* [WORK TASK]
Take the data below. Output it exactly from its first line through the line containing "Looking for: headboard plank".

(Saved data entries)
- Opening Delimiter -
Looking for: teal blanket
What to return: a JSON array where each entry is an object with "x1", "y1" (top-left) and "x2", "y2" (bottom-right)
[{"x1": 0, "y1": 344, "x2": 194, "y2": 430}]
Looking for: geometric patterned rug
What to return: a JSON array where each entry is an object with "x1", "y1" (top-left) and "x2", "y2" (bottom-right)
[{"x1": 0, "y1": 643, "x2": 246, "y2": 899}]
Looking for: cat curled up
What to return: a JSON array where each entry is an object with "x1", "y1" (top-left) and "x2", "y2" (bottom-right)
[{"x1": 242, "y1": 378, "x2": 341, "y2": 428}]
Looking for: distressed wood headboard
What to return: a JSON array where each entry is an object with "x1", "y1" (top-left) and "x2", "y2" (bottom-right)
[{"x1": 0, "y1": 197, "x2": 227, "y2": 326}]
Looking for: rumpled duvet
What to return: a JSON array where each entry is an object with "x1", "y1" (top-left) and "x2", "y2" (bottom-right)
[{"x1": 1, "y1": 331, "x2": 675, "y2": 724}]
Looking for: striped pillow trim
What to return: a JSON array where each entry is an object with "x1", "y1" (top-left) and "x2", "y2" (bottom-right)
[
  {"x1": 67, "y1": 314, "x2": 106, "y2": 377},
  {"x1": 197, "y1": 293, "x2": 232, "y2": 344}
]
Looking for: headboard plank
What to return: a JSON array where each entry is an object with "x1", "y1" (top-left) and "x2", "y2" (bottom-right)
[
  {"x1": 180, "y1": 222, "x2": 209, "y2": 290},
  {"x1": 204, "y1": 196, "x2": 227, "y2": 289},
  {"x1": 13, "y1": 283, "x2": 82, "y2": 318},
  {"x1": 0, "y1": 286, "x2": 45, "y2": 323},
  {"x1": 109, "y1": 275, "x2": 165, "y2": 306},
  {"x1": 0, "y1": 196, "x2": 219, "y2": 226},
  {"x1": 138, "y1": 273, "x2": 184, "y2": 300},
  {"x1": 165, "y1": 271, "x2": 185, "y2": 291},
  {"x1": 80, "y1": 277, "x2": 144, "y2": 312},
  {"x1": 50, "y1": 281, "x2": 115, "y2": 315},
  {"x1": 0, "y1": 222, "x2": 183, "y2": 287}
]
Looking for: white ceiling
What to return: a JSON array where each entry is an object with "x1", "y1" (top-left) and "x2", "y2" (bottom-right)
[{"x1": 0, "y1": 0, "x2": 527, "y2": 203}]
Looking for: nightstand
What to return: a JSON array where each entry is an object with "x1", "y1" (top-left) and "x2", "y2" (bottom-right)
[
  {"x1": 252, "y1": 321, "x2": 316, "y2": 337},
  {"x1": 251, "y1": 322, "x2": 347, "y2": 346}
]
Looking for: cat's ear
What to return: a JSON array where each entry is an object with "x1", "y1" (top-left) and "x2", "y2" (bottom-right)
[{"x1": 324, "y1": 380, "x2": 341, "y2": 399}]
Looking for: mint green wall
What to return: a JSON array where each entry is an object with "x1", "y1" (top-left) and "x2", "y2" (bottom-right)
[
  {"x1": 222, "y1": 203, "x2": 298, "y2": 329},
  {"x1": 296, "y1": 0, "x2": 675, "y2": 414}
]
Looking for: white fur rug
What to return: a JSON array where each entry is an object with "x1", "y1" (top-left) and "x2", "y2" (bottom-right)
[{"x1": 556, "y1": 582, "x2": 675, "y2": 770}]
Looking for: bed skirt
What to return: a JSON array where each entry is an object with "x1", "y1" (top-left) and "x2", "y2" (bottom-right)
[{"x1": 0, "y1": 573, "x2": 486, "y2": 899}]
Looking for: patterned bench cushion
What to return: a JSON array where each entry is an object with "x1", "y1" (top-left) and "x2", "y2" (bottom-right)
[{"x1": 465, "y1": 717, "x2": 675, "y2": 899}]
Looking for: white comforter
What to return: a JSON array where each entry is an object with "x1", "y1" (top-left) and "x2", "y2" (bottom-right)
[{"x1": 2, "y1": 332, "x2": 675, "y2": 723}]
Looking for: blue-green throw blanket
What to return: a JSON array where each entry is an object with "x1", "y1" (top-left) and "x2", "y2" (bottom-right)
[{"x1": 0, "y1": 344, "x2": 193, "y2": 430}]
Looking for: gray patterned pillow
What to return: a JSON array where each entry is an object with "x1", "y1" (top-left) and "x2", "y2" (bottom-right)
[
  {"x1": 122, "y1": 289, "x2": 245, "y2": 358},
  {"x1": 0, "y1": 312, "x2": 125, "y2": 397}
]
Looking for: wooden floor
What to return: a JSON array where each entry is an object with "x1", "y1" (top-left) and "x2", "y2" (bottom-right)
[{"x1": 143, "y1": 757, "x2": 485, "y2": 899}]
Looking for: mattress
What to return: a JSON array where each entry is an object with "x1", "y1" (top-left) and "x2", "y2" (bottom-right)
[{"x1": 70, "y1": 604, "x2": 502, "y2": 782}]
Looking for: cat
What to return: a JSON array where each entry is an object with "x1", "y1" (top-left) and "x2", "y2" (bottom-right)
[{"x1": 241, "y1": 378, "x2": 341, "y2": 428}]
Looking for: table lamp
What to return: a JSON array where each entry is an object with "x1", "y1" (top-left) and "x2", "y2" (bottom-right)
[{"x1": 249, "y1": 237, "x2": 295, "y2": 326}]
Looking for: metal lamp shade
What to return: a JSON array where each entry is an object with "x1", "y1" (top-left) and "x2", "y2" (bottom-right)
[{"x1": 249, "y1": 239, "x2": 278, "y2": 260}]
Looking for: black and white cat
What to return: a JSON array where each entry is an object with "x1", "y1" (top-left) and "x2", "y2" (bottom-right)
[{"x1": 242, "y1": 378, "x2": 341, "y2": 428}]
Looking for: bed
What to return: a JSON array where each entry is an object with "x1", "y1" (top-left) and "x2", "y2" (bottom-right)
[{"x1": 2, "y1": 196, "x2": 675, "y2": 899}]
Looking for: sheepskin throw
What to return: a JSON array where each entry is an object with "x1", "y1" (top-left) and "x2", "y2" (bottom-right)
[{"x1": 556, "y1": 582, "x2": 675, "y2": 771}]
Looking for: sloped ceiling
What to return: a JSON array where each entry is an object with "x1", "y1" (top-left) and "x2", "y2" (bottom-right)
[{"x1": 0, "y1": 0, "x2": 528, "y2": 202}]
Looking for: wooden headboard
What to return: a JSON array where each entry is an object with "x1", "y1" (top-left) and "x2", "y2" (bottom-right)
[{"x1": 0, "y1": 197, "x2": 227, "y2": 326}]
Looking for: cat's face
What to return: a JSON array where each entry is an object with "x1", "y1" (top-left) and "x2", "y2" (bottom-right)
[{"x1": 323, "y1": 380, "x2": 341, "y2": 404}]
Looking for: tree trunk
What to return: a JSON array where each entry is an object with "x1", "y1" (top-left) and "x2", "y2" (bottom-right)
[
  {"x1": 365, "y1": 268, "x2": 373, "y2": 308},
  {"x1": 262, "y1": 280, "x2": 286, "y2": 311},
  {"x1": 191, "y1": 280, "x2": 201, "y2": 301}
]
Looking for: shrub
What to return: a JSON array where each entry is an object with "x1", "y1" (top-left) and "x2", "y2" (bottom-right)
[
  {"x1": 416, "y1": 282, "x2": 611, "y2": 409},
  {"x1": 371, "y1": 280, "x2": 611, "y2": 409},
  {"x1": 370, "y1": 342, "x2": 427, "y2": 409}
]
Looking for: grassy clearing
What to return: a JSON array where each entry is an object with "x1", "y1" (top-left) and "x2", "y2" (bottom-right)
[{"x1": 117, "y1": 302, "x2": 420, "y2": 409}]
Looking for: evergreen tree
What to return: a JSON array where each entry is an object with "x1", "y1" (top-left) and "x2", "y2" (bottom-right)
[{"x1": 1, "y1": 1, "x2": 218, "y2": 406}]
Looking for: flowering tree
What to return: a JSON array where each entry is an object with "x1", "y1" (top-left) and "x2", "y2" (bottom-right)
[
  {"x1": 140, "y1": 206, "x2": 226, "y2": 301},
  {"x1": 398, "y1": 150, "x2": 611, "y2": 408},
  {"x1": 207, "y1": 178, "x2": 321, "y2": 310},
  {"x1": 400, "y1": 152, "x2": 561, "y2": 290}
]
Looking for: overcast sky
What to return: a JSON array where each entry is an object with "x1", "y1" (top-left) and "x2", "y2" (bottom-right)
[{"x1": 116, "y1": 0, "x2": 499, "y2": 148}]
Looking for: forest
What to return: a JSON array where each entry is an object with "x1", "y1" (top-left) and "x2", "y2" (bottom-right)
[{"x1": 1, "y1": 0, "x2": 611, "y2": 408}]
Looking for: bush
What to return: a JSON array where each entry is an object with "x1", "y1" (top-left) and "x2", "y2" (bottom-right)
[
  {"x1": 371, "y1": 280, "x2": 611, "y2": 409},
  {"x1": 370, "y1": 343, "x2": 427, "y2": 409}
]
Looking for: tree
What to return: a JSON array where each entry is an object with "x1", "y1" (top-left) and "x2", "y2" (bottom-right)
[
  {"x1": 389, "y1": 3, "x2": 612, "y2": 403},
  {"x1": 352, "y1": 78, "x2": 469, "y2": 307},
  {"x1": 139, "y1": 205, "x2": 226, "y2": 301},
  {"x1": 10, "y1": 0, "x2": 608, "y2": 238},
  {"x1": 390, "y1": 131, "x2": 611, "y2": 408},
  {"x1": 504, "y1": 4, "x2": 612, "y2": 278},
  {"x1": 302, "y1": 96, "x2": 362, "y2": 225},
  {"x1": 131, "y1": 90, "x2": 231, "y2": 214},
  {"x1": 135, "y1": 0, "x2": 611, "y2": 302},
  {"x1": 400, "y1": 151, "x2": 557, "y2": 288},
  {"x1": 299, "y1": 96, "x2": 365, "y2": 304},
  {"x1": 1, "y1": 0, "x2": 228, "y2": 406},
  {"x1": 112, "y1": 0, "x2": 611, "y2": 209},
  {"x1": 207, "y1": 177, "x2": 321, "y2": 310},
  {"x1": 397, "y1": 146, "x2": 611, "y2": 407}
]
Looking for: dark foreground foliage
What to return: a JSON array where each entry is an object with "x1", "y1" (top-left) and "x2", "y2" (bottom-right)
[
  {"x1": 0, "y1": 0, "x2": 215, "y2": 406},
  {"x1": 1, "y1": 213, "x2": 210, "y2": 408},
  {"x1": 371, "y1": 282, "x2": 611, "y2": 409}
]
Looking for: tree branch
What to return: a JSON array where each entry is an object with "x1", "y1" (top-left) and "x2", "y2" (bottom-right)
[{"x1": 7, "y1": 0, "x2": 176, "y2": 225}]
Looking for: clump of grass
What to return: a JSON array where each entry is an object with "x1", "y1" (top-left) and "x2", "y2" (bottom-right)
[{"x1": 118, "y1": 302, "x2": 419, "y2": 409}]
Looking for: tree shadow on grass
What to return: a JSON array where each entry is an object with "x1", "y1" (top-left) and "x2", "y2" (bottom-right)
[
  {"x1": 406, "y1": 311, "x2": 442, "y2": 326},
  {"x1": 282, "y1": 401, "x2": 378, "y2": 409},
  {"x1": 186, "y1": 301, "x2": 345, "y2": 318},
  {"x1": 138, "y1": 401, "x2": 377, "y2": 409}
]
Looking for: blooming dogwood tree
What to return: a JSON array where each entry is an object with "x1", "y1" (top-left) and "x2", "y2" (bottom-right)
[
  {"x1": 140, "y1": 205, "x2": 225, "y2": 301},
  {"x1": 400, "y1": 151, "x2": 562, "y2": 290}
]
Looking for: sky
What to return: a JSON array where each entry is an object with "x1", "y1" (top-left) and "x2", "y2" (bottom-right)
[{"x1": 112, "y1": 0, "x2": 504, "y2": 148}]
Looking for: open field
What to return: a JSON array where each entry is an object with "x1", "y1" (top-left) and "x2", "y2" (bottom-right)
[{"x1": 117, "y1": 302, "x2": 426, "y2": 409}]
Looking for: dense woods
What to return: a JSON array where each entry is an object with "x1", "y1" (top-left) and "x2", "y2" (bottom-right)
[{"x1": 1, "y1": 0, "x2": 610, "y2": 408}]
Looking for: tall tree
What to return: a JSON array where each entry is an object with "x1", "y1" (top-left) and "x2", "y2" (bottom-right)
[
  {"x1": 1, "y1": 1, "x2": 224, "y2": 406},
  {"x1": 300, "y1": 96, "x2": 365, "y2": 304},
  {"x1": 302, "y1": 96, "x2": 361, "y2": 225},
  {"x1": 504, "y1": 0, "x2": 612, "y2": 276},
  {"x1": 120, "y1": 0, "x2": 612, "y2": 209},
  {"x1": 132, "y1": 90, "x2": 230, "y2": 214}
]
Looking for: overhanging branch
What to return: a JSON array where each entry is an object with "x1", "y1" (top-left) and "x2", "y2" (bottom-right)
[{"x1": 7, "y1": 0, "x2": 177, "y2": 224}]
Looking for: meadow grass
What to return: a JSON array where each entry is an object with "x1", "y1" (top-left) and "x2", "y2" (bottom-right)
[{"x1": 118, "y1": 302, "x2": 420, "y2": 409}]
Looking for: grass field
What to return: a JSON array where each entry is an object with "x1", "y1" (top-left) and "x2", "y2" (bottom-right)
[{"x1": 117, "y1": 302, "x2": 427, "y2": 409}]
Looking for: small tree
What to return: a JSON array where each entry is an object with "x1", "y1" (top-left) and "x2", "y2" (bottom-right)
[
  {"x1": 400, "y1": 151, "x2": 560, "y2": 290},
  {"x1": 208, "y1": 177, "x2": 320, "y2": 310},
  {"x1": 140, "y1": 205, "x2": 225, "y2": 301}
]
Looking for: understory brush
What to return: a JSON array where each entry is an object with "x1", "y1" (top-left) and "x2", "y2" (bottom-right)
- Closing Delimiter -
* [FINAL ANSWER]
Looking for: teal blanket
What to return: a JSON array where each entry is an object with "x1", "y1" (top-left) and "x2", "y2" (bottom-right)
[{"x1": 0, "y1": 344, "x2": 194, "y2": 430}]
Looking for: geometric patterned rug
What to return: a JSON array where each entry is an object with "x1", "y1" (top-left) and "x2", "y2" (bottom-right)
[{"x1": 0, "y1": 643, "x2": 246, "y2": 899}]
Looking for: cat curled up
What to return: a JSON array where each entry is an object with "x1", "y1" (top-left) and "x2", "y2" (bottom-right)
[{"x1": 242, "y1": 378, "x2": 341, "y2": 428}]
Looking for: distressed wood headboard
What to return: a JSON array where each entry is an object with "x1", "y1" (top-left) and "x2", "y2" (bottom-right)
[{"x1": 0, "y1": 197, "x2": 227, "y2": 326}]
Looking for: rumpled duvet
What to return: a JSON array where each entry is an object with "x1", "y1" (top-left) and "x2", "y2" (bottom-right)
[{"x1": 1, "y1": 331, "x2": 675, "y2": 724}]
Looking for: striped pillow trim
What to return: a JSON array where each entry is an object with "x1", "y1" (top-left) and "x2", "y2" (bottom-right)
[
  {"x1": 67, "y1": 314, "x2": 106, "y2": 377},
  {"x1": 197, "y1": 293, "x2": 232, "y2": 344}
]
Looking for: headboard plank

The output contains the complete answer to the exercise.